(Task details) Would you copy the entries that follow exactly, leaving out every picture?

(Dataset entries)
- - - - -
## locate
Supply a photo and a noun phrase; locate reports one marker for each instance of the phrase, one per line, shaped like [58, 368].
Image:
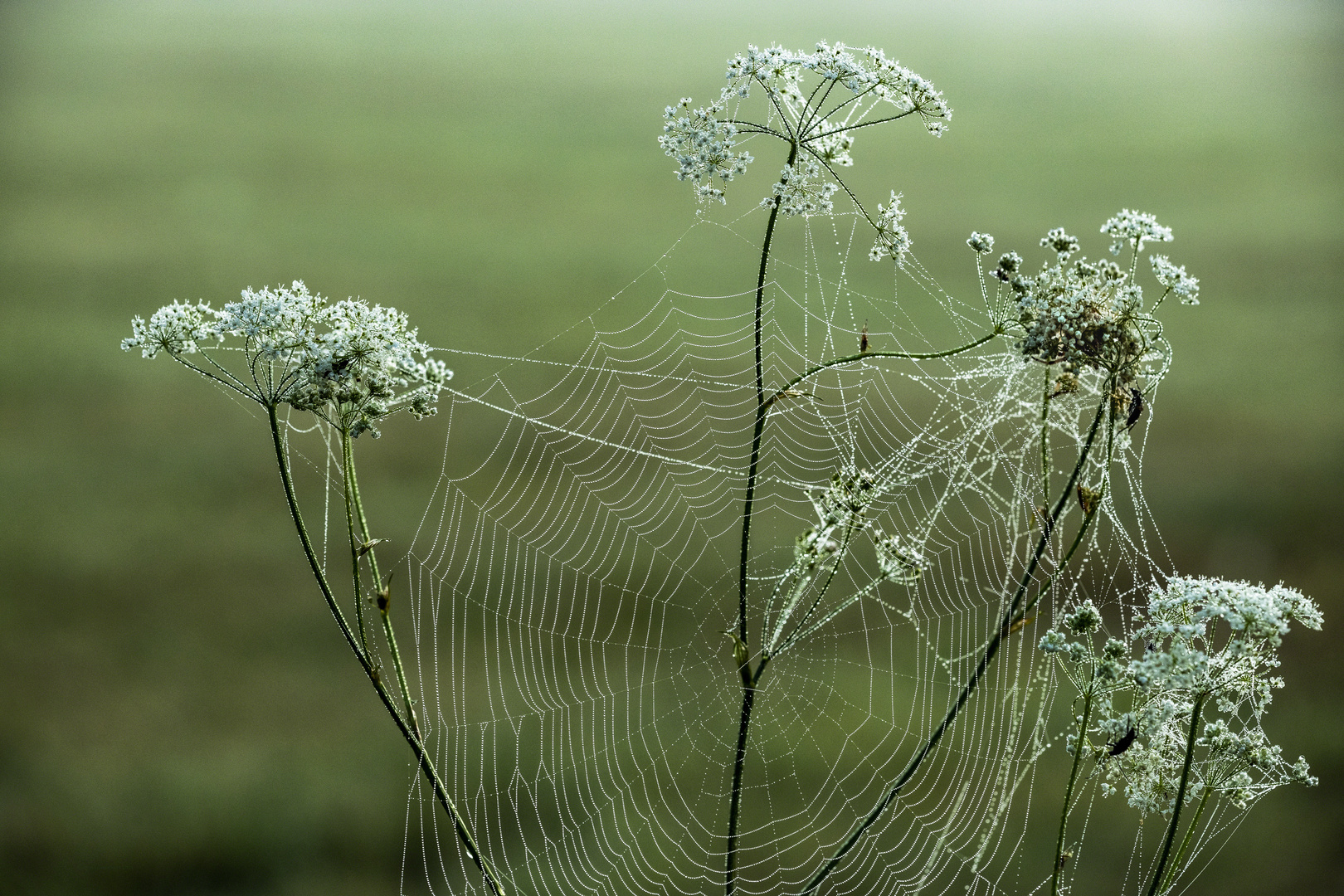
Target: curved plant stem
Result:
- - - - -
(Task response)
## locate
Supply a photo and a noun phrase; locate reports one marker for each instance of the phrase, one per line, shaped like [58, 368].
Image:
Target: curved plant stem
Result:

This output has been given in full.